= EXERCISE TASKS =
#1 The text below describes a file header. List each offset it names, together with the value stored at that offset.
#2 In the file header text below, at which offset is the descriptor index file offset stored?

= TEXT PROVIDED =
--------------------------------------------------

At offset 172 the file offset to the last data allocation table is stored as
4 byte integer in little endian. This looks like:
   <Bytes>00</Bytes>
   <Pos>175</Pos>
Assuming that also other values occur here i delete this construct.

At offset 176 the total available data size is stored as 4 byte integer in
little endian. This looks like: At offset 180 the total available page size
is stored as 4 byte integer in little endian. This looks like:
   <Pattern>
      <Bytes>0000</Bytes>
      <Pos>179</Pos>
   </Pattern>
   <Pattern>
      <Bytes>0000</Bytes>
      <Pos>182</Pos>
   </Pattern>
Assuming that also other values occur here i delete this construct.

At offset 184 the descriptor index back pointer is stored as 4 byte integer.
At offset 188 The descriptor index file offset is stored as 4 byte integer.
This looks like:
   <Bytes>0000</Bytes>
   <Pos>187</Pos>
   <Bytes>00</Bytes>
   <Pos>191</Pos>
Assuming that also other values occur here i delete these constructs.

At offset 192 the file offset index back pointer is stored as 4 byte
integer.  At offset 196 the file offset index file offset is stored as 4
byte integer. This looks like:
   <Bytes>0000</Bytes>
   <Pos>195</Pos>
Assuming that also other values occur here i delete this construct.

--------------------------------------------------

= GIVEN DATA =
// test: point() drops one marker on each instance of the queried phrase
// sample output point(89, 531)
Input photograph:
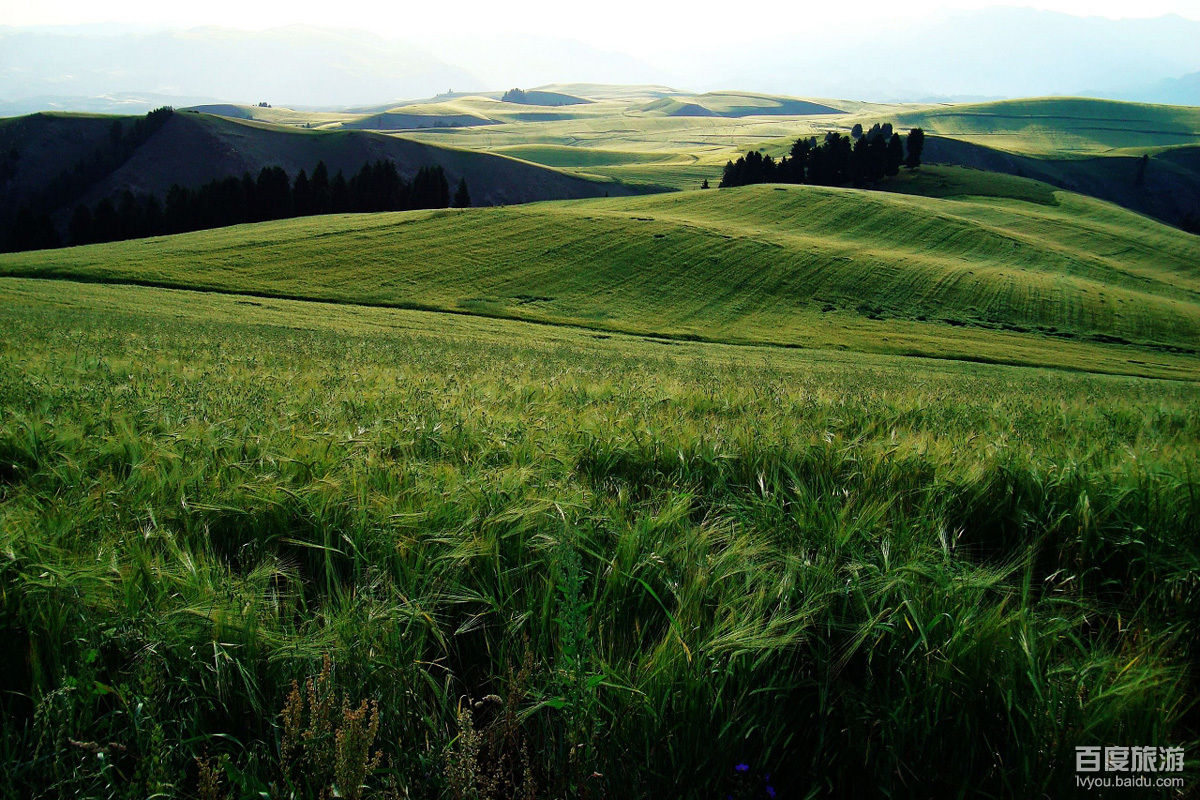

--------------------------------------------------

= LIST OF SOLUTIONS =
#1
- Offset 172: the file offset to the last data allocation table
- Offset 176: the total available data size
- Offset 180: the total available page size
- Offset 184: the descriptor index back pointer
- Offset 188: the descriptor index file offset
- Offset 192: the file offset index back pointer
- Offset 196: the file offset index file offset

#2 At offset 188.